Problem details: Each record has to be repeated exactly as given.
Top of Data records
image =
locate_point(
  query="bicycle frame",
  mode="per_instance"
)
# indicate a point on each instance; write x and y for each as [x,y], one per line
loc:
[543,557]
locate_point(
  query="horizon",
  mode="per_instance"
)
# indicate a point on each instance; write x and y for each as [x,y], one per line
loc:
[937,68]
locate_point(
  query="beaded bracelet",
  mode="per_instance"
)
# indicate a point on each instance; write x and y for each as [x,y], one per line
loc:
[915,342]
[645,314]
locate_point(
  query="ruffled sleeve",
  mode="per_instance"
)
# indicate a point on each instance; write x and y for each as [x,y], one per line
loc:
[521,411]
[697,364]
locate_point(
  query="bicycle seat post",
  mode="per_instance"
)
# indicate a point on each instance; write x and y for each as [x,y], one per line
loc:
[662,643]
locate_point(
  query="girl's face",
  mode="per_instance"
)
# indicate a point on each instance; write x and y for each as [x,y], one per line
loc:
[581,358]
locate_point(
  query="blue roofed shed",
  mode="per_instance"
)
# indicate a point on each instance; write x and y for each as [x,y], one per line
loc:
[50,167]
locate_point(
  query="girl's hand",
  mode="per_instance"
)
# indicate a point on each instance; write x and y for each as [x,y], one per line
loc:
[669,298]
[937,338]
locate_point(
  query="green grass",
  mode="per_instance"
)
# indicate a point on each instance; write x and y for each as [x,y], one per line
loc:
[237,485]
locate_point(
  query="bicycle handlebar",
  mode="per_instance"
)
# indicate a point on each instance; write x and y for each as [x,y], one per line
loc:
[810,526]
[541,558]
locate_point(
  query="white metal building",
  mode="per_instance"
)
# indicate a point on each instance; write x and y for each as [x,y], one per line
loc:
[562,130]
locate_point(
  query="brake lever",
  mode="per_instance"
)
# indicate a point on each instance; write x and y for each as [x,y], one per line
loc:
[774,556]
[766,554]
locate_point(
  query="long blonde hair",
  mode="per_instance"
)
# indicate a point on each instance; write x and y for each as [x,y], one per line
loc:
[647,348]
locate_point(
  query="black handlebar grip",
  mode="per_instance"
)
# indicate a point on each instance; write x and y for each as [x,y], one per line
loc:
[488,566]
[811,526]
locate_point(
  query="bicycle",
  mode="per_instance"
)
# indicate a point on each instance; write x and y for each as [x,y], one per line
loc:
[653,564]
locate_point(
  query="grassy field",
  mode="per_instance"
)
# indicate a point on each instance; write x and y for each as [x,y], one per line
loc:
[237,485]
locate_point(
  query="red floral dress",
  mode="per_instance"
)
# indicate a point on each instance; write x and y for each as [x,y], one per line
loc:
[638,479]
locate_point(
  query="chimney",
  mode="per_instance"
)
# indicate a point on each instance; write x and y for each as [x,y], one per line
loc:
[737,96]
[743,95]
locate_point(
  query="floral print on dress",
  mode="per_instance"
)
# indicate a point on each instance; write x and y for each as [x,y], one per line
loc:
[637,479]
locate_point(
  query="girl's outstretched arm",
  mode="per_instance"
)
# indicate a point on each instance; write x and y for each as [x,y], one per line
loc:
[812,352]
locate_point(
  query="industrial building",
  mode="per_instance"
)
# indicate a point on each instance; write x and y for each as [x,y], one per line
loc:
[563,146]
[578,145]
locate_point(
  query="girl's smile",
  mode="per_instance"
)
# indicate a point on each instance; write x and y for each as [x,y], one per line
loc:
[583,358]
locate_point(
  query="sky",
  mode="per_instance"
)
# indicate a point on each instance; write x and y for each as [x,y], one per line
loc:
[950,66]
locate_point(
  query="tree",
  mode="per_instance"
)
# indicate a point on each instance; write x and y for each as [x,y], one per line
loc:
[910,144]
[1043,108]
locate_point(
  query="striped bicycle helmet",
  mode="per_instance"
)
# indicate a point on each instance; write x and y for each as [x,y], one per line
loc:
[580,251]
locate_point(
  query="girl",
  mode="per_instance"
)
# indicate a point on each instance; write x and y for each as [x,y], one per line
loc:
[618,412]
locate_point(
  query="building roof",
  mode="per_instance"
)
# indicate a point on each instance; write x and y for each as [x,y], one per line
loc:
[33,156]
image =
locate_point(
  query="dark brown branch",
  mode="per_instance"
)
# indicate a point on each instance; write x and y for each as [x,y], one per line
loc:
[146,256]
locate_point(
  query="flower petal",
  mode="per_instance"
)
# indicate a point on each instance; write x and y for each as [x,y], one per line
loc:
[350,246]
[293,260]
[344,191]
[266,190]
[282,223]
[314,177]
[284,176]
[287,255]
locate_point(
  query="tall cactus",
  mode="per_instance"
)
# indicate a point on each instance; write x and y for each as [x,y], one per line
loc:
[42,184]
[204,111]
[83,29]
Bottom of Data records
Answer:
image =
locate_point(
  query="bicycle frame",
  mode="per_instance"
)
# indicate a point on each instance; write x and y for each as [x,y], one per line
loc:
[543,557]
locate_point(
  query="horizon",
  mode="per_instance"
)
# indicate a point on each instance; write x and y for each as [x,y], one per line
loc:
[937,68]
locate_point(
  query="beaded bracelet",
  mode="per_instance"
)
# indicate a point on each instance; write x and y for each as [x,y], one per line
loc:
[915,342]
[645,314]
locate_point(
  query="ruffled sleeve",
  mode="per_instance"
)
# indicate a point on each instance; write x and y for each as [x,y], one per line
loc:
[521,411]
[697,364]
locate_point(
  query="bicycle seat post",
  mode="per_instance"
)
# indicate a point on each instance; write x and y for each as [x,y], one per line
loc:
[662,643]
locate_point(
  query="girl's face",
  mode="per_instance"
)
# indicate a point on each instance; write x and y for each as [x,y], one per line
loc:
[581,358]
locate_point(
  query="blue roofed shed",
  mode="per_instance"
)
# indicate a point on each instance; write x and y for each as [x,y], one per line
loc:
[50,167]
locate_point(
  query="girl's hand",
  mode="per_instance"
)
# indicate a point on each instance; write x and y for each as [x,y], one per line
loc:
[669,298]
[937,338]
locate_point(
  query="green grass",
  mode="per_instance"
)
# indicate a point on each instance; write x and y for each as [x,y], one per line
loc:
[237,485]
locate_point(
  query="bicycle handlebar",
  mode="per_instance"
)
# indicate a point on each instance; write x and y for each as [x,y], one per line
loc:
[810,526]
[541,558]
locate_point(
  query="white metal building",
  mode="per_instance"
)
# indicate a point on each instance; write x and y for each as [x,y], one per line
loc:
[562,130]
locate_point(
  query="brake lever",
  mode="per_instance"
)
# indicate a point on each instance; write x and y for each as [x,y], one per line
loc:
[774,556]
[766,554]
locate_point(
  query="long blonde hair",
  mode="per_instance"
)
# indicate a point on each instance; write x and y for each as [x,y], one per line
loc:
[647,348]
locate_point(
  query="black handlebar grip",
  mode="per_instance"
)
# indicate a point on each instance; write x and y for each as [x,y], one per line
loc:
[488,566]
[811,526]
locate_point(
  query="bicycle",
  mode="per_instance"
)
# indicate a point on each instance; write x and y for each as [x,y], one per line
loc:
[653,564]
locate_point(
  query="grassy field",
  mode="per_instance"
)
# indicate a point on each instance; write x and y for each as [x,y], one per line
loc:
[237,485]
locate_point(
  query="red floral dress",
  mode="per_instance"
)
# indicate a point on each instance; write x and y for each as [x,y], one per line
loc:
[638,479]
locate_point(
  query="chimney",
  mode="per_instance"
)
# indicate a point on each instance; write x and y for each as [x,y], one per line
loc:
[737,96]
[743,95]
locate_point(
  query="floral print on dress",
  mode="per_instance"
)
# indicate a point on each instance; write x and y for each as [x,y], one per line
loc:
[637,479]
locate_point(
  query="girl's outstretched arm",
  mode="per_instance"
)
# indicate a point on each instance; write x and y for each as [x,y], one per line
loc:
[812,352]
locate_point(
  query="industrial building",
  mode="per_instance"
)
# indicate a point on each instance; write x and y for each as [x,y], one per line
loc:
[563,146]
[578,145]
locate_point(
  query="girl's smile",
  mode="per_instance"
)
# indicate a point on each instance; write x and y for each as [x,y], one per line
loc:
[583,358]
locate_point(
  query="sky",
  mode="per_instance"
)
# indicate a point on each instance; write x and y for each as [x,y], one per line
loc:
[950,66]
locate_point(
  query="tree",
  mode="per_instance"
)
# indicate a point on each instance; write x and y for each as [x,y], one per line
loc:
[910,144]
[1043,108]
locate_point(
  query="striped bicycle helmet",
  mode="per_instance"
)
# indicate a point on each instance; write x and y for each as [x,y], one per line
loc:
[580,251]
locate_point(
  query="girl",
  mode="per_instance"
)
# indicate a point on each instance; write x and y for each as [x,y], one per line
loc:
[618,412]
locate_point(
  query="building roof",
  mode="per_instance"
)
# indicate a point on each instance; write x and y for each as [x,y], one per line
loc:
[33,156]
image =
locate_point(
  query="dark brown branch",
  mode="per_instance"
)
# indicate a point on each instance; write x and y for each as [x,y], one per line
loc:
[146,256]
locate_point(
  query="flower petal",
  mode="per_instance"
)
# indicate a point on each instance; write x and y for each as [x,y], one per line
loc:
[350,246]
[293,260]
[344,191]
[266,190]
[282,223]
[314,177]
[284,176]
[287,255]
locate_point(
  query="tall cactus",
  mode="per_instance"
)
# indicate a point on each instance; write x and y for each as [x,y], one per line
loc:
[42,184]
[204,111]
[83,29]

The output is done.